Task statement> Write out every item again, switching each "rough mask" to "coarse mask" and leaving everything else the same.
[Opening Extracted data section]
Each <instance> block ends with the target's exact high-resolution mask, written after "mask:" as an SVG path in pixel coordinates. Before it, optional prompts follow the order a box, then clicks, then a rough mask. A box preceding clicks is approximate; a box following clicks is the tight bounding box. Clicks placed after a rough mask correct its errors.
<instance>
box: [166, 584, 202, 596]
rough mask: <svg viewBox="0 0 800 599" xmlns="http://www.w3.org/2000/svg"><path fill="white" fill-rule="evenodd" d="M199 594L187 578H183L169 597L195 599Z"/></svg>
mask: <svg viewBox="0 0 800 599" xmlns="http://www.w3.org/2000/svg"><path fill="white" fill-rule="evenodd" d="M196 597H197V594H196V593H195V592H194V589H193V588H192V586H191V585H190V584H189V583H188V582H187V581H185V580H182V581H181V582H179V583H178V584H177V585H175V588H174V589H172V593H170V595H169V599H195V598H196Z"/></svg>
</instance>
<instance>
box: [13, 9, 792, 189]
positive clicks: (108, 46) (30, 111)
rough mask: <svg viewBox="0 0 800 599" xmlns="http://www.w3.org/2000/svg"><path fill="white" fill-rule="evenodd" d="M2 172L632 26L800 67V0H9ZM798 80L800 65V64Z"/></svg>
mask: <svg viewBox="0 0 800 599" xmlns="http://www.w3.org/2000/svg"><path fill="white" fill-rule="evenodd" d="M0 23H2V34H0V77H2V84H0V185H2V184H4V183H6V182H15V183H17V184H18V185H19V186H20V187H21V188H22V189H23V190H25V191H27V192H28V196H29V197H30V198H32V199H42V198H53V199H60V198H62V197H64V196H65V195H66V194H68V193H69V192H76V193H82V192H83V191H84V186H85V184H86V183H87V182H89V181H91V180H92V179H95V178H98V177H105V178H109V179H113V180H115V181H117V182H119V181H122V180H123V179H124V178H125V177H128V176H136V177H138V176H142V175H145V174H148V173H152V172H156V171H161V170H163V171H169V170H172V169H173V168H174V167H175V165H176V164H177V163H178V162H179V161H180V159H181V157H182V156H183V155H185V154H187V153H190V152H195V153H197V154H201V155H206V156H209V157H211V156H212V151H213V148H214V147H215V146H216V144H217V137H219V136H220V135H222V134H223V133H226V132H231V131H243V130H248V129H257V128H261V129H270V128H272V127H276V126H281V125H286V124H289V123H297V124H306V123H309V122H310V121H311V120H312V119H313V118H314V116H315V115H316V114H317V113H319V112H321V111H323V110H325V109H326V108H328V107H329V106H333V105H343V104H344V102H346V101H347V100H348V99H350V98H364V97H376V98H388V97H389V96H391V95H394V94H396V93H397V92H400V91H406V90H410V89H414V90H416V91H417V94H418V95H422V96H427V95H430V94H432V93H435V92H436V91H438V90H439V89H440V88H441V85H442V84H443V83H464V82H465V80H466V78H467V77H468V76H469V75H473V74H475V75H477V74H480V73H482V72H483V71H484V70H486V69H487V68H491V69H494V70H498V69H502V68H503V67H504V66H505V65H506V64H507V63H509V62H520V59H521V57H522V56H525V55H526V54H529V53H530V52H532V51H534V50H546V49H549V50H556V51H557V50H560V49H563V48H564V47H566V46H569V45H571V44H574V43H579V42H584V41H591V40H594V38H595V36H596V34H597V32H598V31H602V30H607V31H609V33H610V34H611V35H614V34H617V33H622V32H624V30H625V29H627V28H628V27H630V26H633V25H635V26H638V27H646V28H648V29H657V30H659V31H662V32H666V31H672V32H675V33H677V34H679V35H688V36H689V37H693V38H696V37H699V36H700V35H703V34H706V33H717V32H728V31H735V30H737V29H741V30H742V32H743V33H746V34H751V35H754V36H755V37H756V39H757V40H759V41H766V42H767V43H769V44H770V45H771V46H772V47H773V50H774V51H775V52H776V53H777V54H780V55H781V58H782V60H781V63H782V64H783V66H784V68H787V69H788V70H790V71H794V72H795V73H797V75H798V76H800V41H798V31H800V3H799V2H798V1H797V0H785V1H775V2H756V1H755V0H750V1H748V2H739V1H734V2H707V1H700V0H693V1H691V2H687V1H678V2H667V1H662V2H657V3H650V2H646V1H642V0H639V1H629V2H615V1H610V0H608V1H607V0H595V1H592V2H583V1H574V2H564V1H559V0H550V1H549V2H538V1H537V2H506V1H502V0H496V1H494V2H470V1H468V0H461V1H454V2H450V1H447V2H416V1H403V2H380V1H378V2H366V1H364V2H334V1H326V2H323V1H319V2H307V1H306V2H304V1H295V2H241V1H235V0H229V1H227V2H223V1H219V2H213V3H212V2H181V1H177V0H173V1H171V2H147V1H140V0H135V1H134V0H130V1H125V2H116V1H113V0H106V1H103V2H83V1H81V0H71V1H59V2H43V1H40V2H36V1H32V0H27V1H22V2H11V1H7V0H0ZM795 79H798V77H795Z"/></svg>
[Closing Extracted data section]
Your solution>
Each <instance> block ends with the target's exact high-resolution mask, written after "mask:" as an SVG path in pixel coordinates. Before it, optional prompts follow the order a box, then clicks, then a coarse mask. A box preceding clicks is approximate; a box following clicks is the tight bounding box. Clicks placed after a coarse mask correct its errors.
<instance>
box: [166, 584, 202, 596]
coarse mask: <svg viewBox="0 0 800 599" xmlns="http://www.w3.org/2000/svg"><path fill="white" fill-rule="evenodd" d="M199 594L187 578H183L169 597L195 599Z"/></svg>
mask: <svg viewBox="0 0 800 599" xmlns="http://www.w3.org/2000/svg"><path fill="white" fill-rule="evenodd" d="M196 597H197V594H196V593H195V592H194V589H193V588H192V586H191V585H190V584H189V583H188V582H187V581H185V580H182V581H181V582H179V583H178V584H177V585H175V588H174V589H172V593H170V595H169V599H195V598H196Z"/></svg>
</instance>
<instance>
box: [13, 9, 792, 189]
positive clicks: (108, 46) (30, 111)
coarse mask: <svg viewBox="0 0 800 599" xmlns="http://www.w3.org/2000/svg"><path fill="white" fill-rule="evenodd" d="M2 172L632 26L800 67V0H9ZM798 80L800 65V64Z"/></svg>
mask: <svg viewBox="0 0 800 599" xmlns="http://www.w3.org/2000/svg"><path fill="white" fill-rule="evenodd" d="M0 23H2V34H0V77H2V84H0V185H2V184H4V183H6V182H15V183H17V184H18V185H19V186H20V187H21V188H22V189H23V190H25V191H27V192H28V196H29V197H30V198H32V199H42V198H53V199H60V198H62V197H64V196H65V195H66V194H68V193H69V192H76V193H82V192H83V191H84V186H85V184H86V183H87V182H89V181H91V180H92V179H95V178H98V177H105V178H109V179H113V180H115V181H117V182H119V181H122V180H123V179H124V178H125V177H128V176H136V177H138V176H142V175H145V174H148V173H152V172H156V171H161V170H163V171H169V170H172V169H173V168H174V167H175V165H176V164H177V163H178V162H179V161H180V159H181V157H182V156H183V155H185V154H187V153H190V152H195V153H197V154H201V155H206V156H209V157H211V156H212V151H213V148H214V147H215V146H216V144H217V137H219V136H220V135H222V134H223V133H226V132H231V131H243V130H248V129H257V128H261V129H270V128H272V127H276V126H281V125H286V124H289V123H297V124H306V123H309V122H310V121H311V120H312V119H313V118H314V116H315V115H316V114H317V113H319V112H321V111H323V110H325V109H326V108H328V107H329V106H333V105H343V104H344V102H346V101H347V100H348V99H350V98H364V97H376V98H388V97H389V96H391V95H394V94H396V93H397V92H400V91H406V90H410V89H414V90H416V91H417V94H418V95H422V96H427V95H430V94H432V93H435V92H436V91H438V90H439V89H440V88H441V85H442V84H443V83H464V82H465V80H466V78H467V77H468V76H469V75H473V74H475V75H477V74H480V73H482V72H483V71H484V70H486V69H487V68H491V69H494V70H498V69H502V68H503V67H504V66H505V65H506V64H507V63H509V62H520V59H521V57H522V56H525V55H526V54H529V53H530V52H532V51H534V50H546V49H549V50H556V51H557V50H560V49H563V48H564V47H566V46H569V45H571V44H574V43H579V42H584V41H591V40H594V38H595V36H596V34H597V32H598V31H602V30H607V31H609V33H610V34H611V35H614V34H617V33H622V32H624V30H625V29H627V28H628V27H630V26H633V25H635V26H638V27H646V28H648V29H657V30H659V31H662V32H666V31H672V32H675V33H677V34H679V35H688V36H689V37H693V38H696V37H699V36H700V35H703V34H706V33H717V32H728V31H735V30H737V29H741V30H742V32H743V33H746V34H751V35H754V36H755V37H756V39H757V40H759V41H766V42H767V43H769V44H770V45H771V46H772V47H773V50H774V51H775V52H776V53H777V54H780V55H781V58H782V60H781V63H782V64H783V66H784V68H787V69H788V70H790V71H794V72H795V73H797V75H798V76H800V41H798V31H800V3H799V2H798V1H797V0H785V1H775V2H756V1H755V0H750V1H748V2H739V1H734V2H707V1H700V0H693V1H691V2H687V1H678V2H667V1H662V2H657V3H650V2H646V1H642V0H639V1H629V2H615V1H610V0H608V1H607V0H595V1H592V2H583V1H574V2H564V1H559V0H550V1H549V2H538V1H537V2H506V1H502V0H496V1H494V2H470V1H468V0H461V1H454V2H450V1H447V2H416V1H403V2H380V1H378V2H366V1H364V2H334V1H326V2H323V1H319V2H307V1H306V2H304V1H295V2H241V1H235V0H229V1H227V2H223V1H219V2H213V3H212V2H181V1H177V0H173V1H171V2H147V1H140V0H135V1H134V0H130V1H125V2H116V1H113V0H106V1H103V2H83V1H81V0H71V1H59V2H43V1H40V2H36V1H32V0H27V1H22V2H11V1H7V0H0ZM795 79H798V77H795Z"/></svg>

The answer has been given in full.